◆ **What you are asked to do**
Upon reaching the line that contains "Where can the blurred green" in the records below, begin repeating every line exactly through the last one, skipping pictures.

Source records
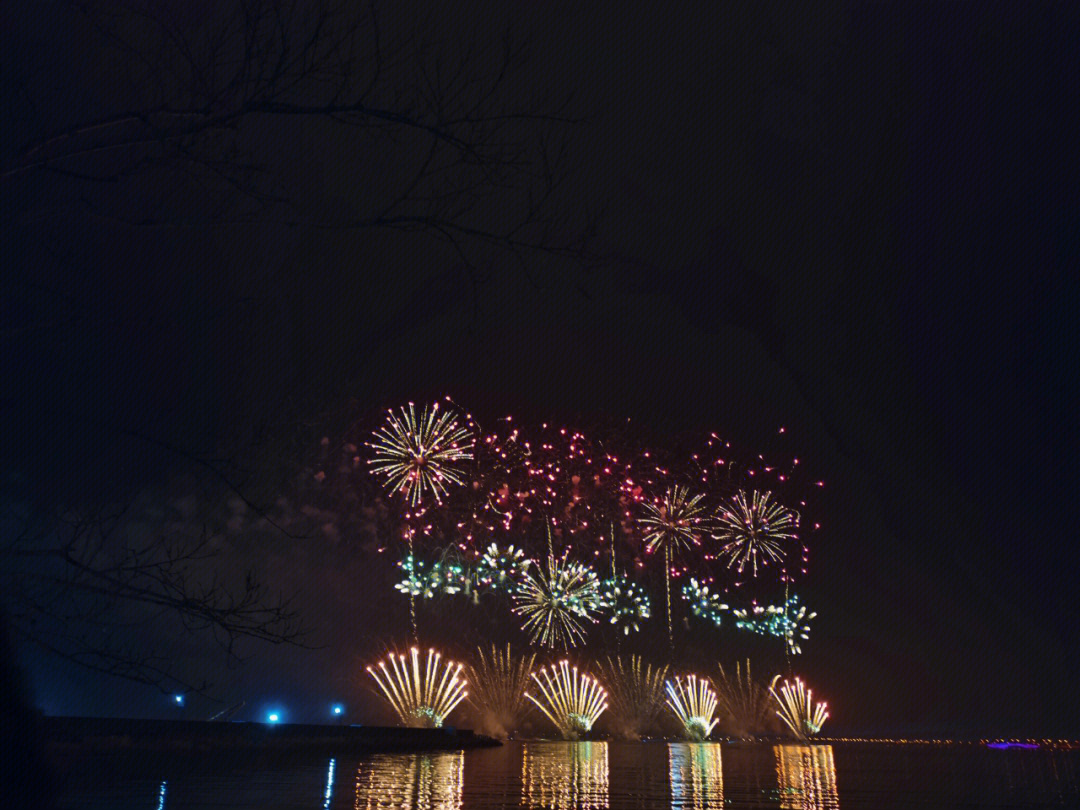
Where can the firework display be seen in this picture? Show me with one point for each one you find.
(694, 705)
(419, 456)
(499, 680)
(557, 602)
(754, 528)
(521, 518)
(798, 710)
(625, 603)
(745, 702)
(420, 696)
(636, 691)
(674, 521)
(704, 604)
(429, 581)
(569, 699)
(501, 568)
(787, 621)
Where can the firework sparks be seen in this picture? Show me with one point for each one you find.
(797, 709)
(703, 604)
(420, 696)
(501, 567)
(752, 529)
(674, 522)
(569, 699)
(418, 455)
(745, 701)
(625, 601)
(636, 691)
(499, 680)
(787, 621)
(694, 704)
(440, 578)
(556, 603)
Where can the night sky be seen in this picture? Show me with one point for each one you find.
(856, 220)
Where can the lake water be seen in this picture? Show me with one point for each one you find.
(599, 774)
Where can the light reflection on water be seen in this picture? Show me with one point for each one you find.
(565, 775)
(807, 777)
(697, 775)
(410, 781)
(599, 775)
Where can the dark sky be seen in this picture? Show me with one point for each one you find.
(855, 219)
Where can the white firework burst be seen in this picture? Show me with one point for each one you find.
(754, 528)
(557, 602)
(417, 455)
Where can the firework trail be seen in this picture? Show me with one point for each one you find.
(744, 701)
(420, 696)
(569, 699)
(499, 680)
(798, 710)
(672, 524)
(694, 704)
(420, 455)
(636, 692)
(555, 603)
(754, 529)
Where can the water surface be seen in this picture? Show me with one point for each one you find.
(601, 774)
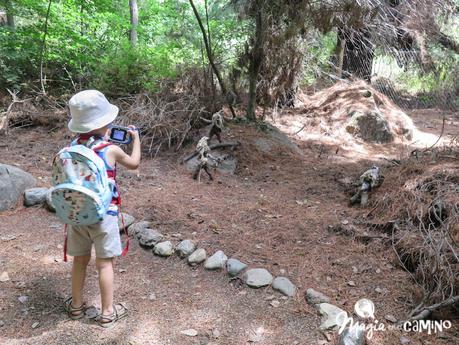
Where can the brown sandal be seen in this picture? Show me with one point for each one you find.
(75, 313)
(108, 321)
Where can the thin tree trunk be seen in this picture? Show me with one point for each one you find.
(358, 54)
(339, 53)
(210, 46)
(209, 55)
(43, 47)
(9, 14)
(134, 11)
(255, 65)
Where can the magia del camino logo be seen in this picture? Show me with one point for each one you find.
(365, 309)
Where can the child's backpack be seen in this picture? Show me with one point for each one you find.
(82, 191)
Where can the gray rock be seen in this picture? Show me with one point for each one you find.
(35, 196)
(185, 248)
(405, 340)
(332, 316)
(135, 228)
(234, 267)
(315, 297)
(284, 286)
(49, 201)
(257, 277)
(216, 261)
(275, 303)
(164, 249)
(371, 126)
(23, 299)
(149, 237)
(227, 165)
(391, 318)
(198, 256)
(128, 220)
(13, 183)
(190, 332)
(352, 336)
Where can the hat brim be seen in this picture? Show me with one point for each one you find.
(102, 121)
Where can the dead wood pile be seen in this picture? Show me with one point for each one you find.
(420, 207)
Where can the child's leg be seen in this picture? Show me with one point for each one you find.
(78, 276)
(106, 277)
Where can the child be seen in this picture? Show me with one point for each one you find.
(91, 116)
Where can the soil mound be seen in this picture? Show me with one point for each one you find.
(353, 112)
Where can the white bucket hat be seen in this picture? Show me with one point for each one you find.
(90, 110)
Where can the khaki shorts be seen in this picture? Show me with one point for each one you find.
(105, 236)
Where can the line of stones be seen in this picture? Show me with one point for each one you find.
(187, 249)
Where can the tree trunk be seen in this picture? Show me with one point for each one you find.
(426, 62)
(209, 55)
(9, 14)
(43, 47)
(134, 11)
(255, 65)
(358, 54)
(339, 53)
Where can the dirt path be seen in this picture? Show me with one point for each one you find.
(274, 213)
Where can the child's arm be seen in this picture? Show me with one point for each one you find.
(132, 161)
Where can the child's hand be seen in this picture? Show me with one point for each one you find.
(133, 132)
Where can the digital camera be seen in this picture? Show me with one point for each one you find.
(120, 134)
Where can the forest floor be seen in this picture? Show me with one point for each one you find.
(275, 212)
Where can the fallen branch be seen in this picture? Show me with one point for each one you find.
(212, 147)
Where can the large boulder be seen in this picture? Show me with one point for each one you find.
(13, 183)
(371, 126)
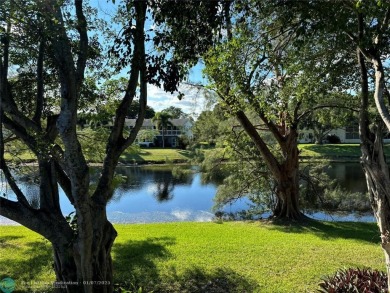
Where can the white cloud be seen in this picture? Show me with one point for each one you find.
(192, 103)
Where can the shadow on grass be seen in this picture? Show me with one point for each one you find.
(37, 259)
(4, 241)
(361, 231)
(335, 150)
(186, 154)
(135, 269)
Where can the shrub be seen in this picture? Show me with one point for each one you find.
(355, 280)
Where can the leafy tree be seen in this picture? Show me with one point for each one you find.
(271, 83)
(210, 126)
(362, 28)
(162, 121)
(54, 41)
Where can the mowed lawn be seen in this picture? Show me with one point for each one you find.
(243, 256)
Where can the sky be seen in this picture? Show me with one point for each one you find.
(193, 102)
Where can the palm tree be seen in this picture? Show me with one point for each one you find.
(161, 119)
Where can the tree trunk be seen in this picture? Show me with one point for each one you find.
(163, 137)
(287, 192)
(68, 261)
(378, 183)
(287, 189)
(373, 161)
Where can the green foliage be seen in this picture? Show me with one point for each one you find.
(355, 280)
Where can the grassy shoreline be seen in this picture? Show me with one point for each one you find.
(263, 257)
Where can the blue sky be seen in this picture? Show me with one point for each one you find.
(193, 102)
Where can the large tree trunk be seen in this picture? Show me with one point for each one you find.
(287, 192)
(68, 261)
(378, 183)
(287, 189)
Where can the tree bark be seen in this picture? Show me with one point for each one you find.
(374, 163)
(67, 261)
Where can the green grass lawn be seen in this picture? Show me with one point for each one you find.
(175, 257)
(333, 150)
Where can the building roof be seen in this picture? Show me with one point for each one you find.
(149, 122)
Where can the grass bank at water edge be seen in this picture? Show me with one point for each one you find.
(181, 257)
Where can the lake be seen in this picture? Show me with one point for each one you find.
(153, 194)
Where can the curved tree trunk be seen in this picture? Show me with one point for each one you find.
(374, 163)
(378, 183)
(68, 258)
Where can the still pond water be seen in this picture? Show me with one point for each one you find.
(153, 194)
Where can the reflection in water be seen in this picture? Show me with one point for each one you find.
(153, 194)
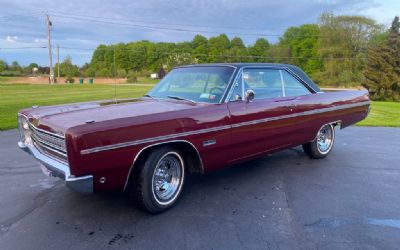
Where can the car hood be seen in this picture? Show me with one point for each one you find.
(59, 118)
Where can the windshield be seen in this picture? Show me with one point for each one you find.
(197, 84)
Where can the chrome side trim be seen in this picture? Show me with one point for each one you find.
(41, 130)
(214, 129)
(152, 139)
(156, 144)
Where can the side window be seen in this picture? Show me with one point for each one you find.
(292, 86)
(266, 83)
(237, 91)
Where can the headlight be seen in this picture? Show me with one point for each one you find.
(24, 130)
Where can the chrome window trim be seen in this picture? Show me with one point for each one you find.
(211, 65)
(156, 144)
(301, 80)
(215, 129)
(282, 83)
(277, 67)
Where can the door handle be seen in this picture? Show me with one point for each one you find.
(291, 107)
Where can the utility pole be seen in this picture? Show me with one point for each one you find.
(49, 24)
(58, 63)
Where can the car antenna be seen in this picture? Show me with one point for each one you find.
(115, 79)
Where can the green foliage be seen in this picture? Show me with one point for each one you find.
(382, 73)
(342, 42)
(3, 66)
(67, 69)
(260, 51)
(300, 44)
(132, 78)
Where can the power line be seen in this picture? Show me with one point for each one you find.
(158, 28)
(12, 17)
(160, 23)
(157, 54)
(17, 48)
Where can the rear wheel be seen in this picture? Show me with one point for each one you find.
(322, 145)
(158, 182)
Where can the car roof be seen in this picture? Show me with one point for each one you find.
(296, 70)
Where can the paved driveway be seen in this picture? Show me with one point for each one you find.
(280, 201)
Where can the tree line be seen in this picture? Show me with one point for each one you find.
(339, 51)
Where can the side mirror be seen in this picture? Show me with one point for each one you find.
(249, 95)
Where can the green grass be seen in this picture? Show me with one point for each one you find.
(14, 97)
(385, 114)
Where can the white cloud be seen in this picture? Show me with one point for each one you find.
(12, 39)
(39, 40)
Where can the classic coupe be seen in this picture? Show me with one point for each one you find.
(197, 119)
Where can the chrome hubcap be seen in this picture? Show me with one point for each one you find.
(325, 138)
(167, 178)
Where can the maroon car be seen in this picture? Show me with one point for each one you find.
(197, 119)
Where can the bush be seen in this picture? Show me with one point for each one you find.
(132, 78)
(69, 80)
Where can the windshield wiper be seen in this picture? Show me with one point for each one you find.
(180, 98)
(152, 97)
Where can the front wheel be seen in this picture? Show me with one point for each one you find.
(159, 181)
(322, 145)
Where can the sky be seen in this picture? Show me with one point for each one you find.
(79, 26)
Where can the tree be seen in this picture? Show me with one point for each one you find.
(382, 73)
(200, 48)
(300, 47)
(68, 69)
(237, 51)
(15, 67)
(342, 44)
(218, 46)
(3, 66)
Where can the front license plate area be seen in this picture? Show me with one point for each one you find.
(45, 171)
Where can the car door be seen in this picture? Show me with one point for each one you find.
(267, 122)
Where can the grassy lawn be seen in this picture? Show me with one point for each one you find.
(385, 114)
(14, 97)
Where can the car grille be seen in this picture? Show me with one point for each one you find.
(48, 143)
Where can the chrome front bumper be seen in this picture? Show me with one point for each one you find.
(82, 184)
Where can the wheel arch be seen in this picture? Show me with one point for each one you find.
(190, 155)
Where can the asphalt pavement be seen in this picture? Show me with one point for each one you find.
(350, 200)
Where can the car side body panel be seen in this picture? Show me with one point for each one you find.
(103, 138)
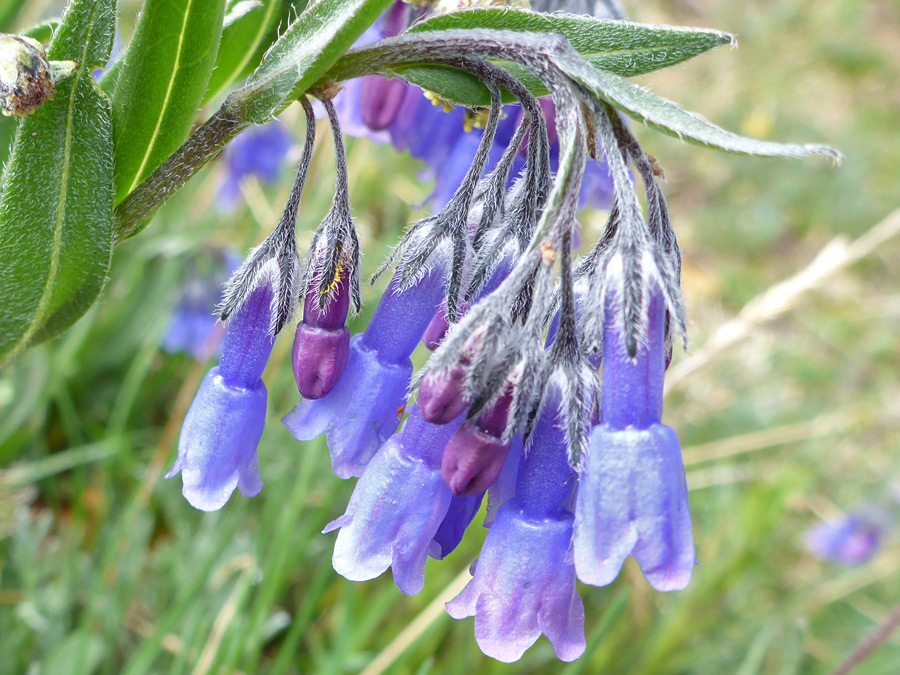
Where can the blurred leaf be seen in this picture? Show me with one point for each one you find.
(309, 46)
(8, 12)
(56, 210)
(248, 23)
(672, 119)
(78, 654)
(161, 83)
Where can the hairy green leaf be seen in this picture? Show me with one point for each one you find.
(308, 48)
(672, 119)
(248, 24)
(621, 47)
(161, 83)
(57, 204)
(8, 12)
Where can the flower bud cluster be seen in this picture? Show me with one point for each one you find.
(578, 470)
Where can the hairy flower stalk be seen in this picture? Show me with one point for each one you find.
(221, 432)
(578, 477)
(217, 450)
(322, 342)
(365, 406)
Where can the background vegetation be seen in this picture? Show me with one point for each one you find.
(787, 407)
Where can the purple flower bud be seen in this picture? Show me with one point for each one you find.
(366, 405)
(380, 99)
(222, 429)
(396, 508)
(475, 455)
(472, 461)
(850, 540)
(322, 343)
(319, 358)
(524, 581)
(248, 343)
(441, 398)
(459, 516)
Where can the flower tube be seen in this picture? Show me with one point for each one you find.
(524, 581)
(222, 429)
(632, 498)
(396, 508)
(365, 406)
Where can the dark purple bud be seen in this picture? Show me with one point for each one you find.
(319, 358)
(441, 397)
(322, 343)
(472, 461)
(380, 100)
(437, 329)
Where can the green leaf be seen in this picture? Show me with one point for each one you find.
(248, 24)
(308, 48)
(161, 83)
(57, 204)
(621, 47)
(8, 12)
(43, 32)
(672, 119)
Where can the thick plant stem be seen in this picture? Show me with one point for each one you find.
(135, 211)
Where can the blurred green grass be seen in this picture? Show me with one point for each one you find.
(105, 568)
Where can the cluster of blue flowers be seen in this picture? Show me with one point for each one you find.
(578, 471)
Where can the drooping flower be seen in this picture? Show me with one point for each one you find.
(396, 509)
(322, 342)
(222, 429)
(633, 498)
(365, 406)
(524, 580)
(850, 540)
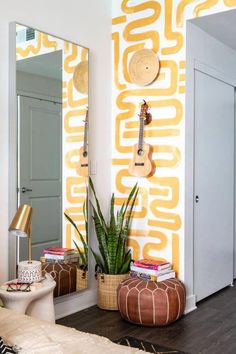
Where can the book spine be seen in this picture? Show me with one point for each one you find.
(62, 258)
(166, 276)
(58, 253)
(152, 266)
(149, 271)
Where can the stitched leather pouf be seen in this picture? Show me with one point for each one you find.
(64, 275)
(150, 303)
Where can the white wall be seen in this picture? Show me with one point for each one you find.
(86, 23)
(203, 51)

◆ **Task solution**
Where can the blurred green grass be seen in this picture? Show me with one point for each one you find.
(105, 568)
Where can the cluster of blue flowers be seen in this picture? Show me with one point for each one you find.
(578, 471)
Where can the drooping flower be seen in this picture? Show me with one point for each one you find.
(396, 509)
(322, 342)
(222, 429)
(633, 498)
(365, 406)
(524, 580)
(850, 540)
Where can the book spine be seen in this picture? Show me with one point for each one you find.
(62, 258)
(166, 276)
(58, 253)
(152, 266)
(149, 271)
Where can the stitched leather pouf be seen in this picture? Show me with one point for each one you find.
(64, 275)
(150, 303)
Where can the white wall be seen in this picture? Show me with one point for each one you find.
(86, 23)
(203, 51)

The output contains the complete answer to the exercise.